### The problem:
Would you restate, exactly as they appear, the lines from the one containing "Where can the upholstered" through the end of the data below?

--- Begin ---

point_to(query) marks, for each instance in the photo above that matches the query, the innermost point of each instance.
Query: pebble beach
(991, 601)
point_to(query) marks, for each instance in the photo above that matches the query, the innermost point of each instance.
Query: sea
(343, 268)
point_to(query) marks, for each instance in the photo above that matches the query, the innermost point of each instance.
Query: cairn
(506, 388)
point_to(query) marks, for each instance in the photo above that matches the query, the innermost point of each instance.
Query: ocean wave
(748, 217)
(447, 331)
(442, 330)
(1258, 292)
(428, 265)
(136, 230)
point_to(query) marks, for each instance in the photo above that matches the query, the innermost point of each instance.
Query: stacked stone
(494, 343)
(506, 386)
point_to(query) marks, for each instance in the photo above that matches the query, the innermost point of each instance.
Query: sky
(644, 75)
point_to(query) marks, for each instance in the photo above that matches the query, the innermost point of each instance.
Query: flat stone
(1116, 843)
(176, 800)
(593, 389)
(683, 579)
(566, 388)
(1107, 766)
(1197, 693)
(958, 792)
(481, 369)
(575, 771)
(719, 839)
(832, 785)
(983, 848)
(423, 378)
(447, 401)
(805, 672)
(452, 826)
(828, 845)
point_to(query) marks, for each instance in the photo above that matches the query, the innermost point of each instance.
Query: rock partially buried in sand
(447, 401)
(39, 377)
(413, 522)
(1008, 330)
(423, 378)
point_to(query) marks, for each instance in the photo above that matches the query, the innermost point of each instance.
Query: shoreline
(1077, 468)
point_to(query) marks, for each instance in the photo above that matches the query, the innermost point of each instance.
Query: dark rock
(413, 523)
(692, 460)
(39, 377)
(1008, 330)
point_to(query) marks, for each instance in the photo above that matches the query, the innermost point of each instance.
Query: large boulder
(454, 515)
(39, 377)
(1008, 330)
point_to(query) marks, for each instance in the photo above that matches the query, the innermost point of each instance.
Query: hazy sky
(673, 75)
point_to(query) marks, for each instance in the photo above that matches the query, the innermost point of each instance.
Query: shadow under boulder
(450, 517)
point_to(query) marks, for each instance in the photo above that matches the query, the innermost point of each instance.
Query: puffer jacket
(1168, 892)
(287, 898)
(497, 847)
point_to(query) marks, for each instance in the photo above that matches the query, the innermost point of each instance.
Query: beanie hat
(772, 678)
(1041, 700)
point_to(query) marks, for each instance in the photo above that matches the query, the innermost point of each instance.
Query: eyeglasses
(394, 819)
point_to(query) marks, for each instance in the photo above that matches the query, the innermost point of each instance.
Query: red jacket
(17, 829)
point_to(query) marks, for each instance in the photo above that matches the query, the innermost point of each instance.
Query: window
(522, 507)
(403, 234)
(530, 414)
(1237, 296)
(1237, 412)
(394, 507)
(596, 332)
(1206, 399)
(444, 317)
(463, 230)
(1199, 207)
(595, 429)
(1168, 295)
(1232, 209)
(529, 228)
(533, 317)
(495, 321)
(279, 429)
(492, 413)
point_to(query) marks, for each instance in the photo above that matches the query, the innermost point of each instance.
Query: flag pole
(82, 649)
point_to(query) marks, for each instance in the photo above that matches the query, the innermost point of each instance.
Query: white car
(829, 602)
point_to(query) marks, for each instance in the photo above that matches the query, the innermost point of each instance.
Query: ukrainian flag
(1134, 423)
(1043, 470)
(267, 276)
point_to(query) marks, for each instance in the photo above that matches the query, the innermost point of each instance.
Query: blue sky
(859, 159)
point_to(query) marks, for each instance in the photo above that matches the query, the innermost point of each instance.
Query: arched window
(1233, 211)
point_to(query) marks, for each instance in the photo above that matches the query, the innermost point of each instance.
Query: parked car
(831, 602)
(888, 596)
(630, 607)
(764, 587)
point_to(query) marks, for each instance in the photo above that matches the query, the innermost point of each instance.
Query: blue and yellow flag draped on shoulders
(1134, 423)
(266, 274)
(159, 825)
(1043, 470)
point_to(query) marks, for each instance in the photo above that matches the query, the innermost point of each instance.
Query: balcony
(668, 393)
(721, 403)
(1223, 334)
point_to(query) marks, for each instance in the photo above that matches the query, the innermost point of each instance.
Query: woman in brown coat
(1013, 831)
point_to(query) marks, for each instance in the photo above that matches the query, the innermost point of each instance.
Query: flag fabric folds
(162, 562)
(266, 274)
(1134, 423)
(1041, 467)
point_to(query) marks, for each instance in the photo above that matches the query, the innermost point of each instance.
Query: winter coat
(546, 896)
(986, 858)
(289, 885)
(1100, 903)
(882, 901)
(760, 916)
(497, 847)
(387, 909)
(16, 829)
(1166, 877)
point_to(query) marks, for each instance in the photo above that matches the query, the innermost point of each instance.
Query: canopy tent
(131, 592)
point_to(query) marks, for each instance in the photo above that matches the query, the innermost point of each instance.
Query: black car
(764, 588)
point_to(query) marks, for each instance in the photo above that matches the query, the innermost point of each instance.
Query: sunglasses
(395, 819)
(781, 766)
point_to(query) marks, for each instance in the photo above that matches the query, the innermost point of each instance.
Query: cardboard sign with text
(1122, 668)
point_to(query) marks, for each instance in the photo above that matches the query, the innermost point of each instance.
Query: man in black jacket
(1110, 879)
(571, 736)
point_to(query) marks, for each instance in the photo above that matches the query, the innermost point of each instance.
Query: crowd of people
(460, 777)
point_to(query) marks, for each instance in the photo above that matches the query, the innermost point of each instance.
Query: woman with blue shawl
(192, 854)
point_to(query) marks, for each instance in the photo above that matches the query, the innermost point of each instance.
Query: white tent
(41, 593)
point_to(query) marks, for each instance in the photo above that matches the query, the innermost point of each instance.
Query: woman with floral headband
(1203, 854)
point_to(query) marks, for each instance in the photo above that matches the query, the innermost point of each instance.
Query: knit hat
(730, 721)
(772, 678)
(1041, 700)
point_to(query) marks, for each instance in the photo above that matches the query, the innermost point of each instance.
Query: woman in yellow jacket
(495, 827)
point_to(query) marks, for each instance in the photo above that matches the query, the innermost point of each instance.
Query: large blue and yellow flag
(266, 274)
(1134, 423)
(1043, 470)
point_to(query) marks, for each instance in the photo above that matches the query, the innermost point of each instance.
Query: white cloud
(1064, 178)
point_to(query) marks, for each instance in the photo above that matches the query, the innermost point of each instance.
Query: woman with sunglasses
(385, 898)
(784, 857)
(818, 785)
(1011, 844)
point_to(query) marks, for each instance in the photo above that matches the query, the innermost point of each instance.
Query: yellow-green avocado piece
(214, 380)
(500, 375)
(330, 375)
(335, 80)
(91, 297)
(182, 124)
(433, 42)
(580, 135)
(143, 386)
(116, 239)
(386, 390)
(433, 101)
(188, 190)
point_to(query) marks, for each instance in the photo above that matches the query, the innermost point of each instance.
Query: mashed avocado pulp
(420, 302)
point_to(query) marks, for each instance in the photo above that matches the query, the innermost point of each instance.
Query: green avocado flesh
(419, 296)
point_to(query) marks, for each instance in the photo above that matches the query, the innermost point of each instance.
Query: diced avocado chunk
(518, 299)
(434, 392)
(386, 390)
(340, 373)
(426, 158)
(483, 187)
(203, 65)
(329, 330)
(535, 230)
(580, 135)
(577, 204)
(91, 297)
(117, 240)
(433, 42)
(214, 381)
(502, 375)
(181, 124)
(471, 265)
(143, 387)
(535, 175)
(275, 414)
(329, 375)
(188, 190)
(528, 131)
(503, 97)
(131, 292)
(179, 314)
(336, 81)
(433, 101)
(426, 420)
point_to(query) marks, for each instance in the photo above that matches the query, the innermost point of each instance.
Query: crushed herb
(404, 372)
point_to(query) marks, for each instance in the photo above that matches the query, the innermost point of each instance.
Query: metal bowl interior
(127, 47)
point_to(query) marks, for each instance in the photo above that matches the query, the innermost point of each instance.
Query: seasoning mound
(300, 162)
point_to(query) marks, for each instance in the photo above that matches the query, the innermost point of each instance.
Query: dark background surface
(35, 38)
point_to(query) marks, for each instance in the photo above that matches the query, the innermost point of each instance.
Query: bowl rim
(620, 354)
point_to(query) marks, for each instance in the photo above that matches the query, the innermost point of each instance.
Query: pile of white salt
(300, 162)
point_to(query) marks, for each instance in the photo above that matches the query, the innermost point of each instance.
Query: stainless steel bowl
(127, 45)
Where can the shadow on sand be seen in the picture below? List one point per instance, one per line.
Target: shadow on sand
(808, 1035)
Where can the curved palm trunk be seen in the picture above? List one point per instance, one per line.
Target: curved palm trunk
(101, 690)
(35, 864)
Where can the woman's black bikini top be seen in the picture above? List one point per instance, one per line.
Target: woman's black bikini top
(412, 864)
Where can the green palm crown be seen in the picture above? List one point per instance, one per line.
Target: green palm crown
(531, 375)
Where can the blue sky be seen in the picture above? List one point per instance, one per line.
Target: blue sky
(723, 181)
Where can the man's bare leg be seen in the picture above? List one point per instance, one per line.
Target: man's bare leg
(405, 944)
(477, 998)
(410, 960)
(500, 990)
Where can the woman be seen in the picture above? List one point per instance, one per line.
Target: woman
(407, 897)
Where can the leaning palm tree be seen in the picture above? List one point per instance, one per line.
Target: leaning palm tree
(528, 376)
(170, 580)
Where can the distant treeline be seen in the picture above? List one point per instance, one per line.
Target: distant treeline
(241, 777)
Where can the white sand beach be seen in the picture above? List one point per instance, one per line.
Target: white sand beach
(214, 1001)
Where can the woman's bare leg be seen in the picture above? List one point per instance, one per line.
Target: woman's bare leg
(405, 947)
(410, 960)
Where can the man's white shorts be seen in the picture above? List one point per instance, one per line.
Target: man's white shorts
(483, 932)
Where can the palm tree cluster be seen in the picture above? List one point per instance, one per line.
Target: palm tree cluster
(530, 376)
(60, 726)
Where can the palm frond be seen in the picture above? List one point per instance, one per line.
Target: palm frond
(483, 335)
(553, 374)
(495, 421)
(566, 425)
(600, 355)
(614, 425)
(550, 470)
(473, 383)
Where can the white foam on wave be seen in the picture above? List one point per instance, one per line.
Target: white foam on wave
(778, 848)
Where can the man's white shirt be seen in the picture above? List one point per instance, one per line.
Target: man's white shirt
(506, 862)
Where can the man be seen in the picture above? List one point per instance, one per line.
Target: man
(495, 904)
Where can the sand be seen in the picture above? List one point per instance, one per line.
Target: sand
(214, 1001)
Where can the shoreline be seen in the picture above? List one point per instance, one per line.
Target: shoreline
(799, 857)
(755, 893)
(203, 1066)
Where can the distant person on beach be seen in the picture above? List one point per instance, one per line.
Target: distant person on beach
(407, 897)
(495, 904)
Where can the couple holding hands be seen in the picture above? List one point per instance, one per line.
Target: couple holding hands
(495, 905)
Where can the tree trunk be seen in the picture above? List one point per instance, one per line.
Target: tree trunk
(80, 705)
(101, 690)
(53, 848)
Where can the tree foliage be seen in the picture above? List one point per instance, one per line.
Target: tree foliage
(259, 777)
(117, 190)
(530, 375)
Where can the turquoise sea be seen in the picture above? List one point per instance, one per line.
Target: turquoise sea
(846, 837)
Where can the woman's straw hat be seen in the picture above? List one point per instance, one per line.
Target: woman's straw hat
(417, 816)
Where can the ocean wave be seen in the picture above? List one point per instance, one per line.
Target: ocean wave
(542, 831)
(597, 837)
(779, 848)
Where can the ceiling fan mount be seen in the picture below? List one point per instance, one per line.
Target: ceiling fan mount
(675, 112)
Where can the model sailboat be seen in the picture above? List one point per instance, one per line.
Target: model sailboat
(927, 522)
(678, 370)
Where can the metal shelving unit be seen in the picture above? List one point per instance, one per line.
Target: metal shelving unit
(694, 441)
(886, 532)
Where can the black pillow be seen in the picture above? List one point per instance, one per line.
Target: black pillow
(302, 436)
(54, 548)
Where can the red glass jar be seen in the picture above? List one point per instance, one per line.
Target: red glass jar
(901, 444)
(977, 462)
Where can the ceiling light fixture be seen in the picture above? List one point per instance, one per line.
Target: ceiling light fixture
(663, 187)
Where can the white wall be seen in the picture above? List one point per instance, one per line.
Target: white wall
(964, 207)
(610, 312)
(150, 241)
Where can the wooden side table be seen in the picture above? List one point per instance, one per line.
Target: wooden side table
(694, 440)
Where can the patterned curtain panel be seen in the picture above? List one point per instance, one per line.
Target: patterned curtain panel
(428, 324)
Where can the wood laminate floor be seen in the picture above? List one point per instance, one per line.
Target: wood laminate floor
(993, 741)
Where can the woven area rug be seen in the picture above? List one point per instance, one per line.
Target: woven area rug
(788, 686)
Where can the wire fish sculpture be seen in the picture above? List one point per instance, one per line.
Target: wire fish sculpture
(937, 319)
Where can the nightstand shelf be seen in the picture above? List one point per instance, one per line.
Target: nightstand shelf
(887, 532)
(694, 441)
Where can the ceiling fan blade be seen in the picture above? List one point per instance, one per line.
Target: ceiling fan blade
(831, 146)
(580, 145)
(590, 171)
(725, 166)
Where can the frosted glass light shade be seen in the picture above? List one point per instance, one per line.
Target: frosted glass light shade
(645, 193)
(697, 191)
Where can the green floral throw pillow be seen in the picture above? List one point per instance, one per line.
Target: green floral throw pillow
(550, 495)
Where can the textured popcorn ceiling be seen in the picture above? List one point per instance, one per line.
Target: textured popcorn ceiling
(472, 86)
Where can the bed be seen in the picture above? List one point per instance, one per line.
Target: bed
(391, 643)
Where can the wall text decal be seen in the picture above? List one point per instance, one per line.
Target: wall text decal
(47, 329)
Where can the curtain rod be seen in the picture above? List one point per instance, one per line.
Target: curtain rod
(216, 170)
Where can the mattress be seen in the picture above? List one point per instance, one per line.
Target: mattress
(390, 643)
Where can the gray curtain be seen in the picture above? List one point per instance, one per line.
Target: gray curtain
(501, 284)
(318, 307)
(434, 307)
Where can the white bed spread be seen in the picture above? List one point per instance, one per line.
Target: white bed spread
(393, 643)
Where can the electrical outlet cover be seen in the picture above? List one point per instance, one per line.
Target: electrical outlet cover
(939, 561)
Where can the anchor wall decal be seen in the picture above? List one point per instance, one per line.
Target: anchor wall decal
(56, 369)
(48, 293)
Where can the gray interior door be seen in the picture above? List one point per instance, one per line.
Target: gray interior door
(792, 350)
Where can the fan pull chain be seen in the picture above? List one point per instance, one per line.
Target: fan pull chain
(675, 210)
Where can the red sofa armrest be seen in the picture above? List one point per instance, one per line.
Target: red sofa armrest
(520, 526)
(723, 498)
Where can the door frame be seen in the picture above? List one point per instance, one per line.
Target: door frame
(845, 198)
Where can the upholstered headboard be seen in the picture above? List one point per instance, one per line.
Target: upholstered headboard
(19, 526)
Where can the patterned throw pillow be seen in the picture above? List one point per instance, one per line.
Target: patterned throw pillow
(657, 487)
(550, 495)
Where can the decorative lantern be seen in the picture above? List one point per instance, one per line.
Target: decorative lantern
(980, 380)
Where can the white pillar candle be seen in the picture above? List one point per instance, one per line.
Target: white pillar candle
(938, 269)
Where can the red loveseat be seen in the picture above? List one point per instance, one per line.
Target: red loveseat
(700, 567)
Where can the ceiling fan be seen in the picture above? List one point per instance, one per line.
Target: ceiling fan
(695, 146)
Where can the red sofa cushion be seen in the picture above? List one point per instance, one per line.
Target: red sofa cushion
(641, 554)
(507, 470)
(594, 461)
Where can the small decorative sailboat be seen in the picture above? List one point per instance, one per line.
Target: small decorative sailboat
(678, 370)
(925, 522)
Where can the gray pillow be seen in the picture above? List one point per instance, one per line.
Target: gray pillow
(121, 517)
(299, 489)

--- End ---

### The completed task:
Where can the upholstered headboard be seen in the picture above? List one point per instance, one per line.
Target: upholstered headboard
(19, 526)
Where can the patterned throw pillow be seen in the picture above? List one point per instance, one per line.
Target: patterned throw pillow
(657, 487)
(550, 495)
Where can the decorative lantern be seen in the picture above? List one point per instance, one per line.
Target: decorative lantern
(980, 380)
Where can the white pillar candle be seen in the picture above? List one point per instance, one per line.
Target: white pillar candle
(938, 269)
Where can the red loveseat be seen in the picture above? List one point per instance, one per line.
Target: red loveseat
(700, 567)
Where can the ceiling fan be seen in the picture above? List one point per instance, one per line.
Target: ceiling fan
(695, 146)
Where can the red sofa cushion be seen in the picture above? List one point per instance, one per line.
Target: red sofa cushion
(641, 554)
(507, 470)
(594, 461)
Where can the small decorative sailboat be seen in the picture above? List one point per instance, one per line.
Target: small decorative sailboat
(678, 370)
(925, 522)
Where can the gray pillow be seen in the picture above? List one point per instance, one per line.
Target: gray pillow
(121, 517)
(299, 489)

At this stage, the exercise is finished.